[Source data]
>>>

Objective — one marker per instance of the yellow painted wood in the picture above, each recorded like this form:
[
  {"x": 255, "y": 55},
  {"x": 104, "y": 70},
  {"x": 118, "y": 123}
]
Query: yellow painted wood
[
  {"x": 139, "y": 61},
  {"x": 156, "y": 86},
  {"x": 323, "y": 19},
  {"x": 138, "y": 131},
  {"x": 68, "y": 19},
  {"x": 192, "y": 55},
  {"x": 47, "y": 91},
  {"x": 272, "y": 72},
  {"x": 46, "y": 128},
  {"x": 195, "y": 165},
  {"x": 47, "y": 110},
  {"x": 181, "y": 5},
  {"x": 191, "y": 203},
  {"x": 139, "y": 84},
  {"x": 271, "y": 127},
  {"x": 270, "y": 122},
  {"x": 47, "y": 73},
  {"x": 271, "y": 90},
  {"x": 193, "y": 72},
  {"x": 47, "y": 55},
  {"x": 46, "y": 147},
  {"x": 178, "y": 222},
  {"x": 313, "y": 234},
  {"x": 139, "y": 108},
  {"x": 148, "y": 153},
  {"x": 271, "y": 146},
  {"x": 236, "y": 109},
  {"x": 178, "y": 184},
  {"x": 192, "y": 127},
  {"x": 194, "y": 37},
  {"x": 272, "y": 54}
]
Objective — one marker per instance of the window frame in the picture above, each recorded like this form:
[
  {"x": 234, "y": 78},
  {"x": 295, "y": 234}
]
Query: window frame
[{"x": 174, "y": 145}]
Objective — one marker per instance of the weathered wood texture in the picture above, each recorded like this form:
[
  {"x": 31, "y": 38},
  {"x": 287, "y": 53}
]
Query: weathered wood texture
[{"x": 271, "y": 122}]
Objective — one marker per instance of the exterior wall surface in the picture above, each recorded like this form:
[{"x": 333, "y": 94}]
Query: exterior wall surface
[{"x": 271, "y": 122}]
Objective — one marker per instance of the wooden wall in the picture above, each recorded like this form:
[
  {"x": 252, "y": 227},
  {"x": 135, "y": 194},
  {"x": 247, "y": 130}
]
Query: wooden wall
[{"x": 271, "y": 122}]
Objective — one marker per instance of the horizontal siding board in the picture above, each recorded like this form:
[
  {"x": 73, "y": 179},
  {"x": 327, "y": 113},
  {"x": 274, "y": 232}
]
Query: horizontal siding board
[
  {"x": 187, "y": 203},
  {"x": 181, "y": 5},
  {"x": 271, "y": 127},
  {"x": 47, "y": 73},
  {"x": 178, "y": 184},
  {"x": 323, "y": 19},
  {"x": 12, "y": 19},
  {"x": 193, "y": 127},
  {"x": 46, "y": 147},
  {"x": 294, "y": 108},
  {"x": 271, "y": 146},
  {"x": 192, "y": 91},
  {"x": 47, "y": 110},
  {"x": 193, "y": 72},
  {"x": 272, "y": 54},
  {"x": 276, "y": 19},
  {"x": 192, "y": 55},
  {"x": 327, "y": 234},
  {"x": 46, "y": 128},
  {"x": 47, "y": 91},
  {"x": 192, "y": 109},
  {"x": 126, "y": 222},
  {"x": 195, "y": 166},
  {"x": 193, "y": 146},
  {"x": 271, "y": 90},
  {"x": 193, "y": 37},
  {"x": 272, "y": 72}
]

<<<

§ Problem to solve: Please return each line of the data above in which the word "form" occurs.

§ Expected output:
Objective — one marker per instance of the yellow painted wood in the picture above, each recorded like this form:
Objective — one marker per instance of the window frame in the picture above, each recorded like this form:
Objective — one marker per instance of the weathered wood texture in the picture above, each recorded like this form:
Objective — one marker per instance of the exterior wall surface in the picture above, each recorded like this form:
Objective — one marker per instance of the wooden wall in the picture above, each recorded like this form:
Objective — one marker per instance of the horizontal siding board in the picture above, each recorded like this form:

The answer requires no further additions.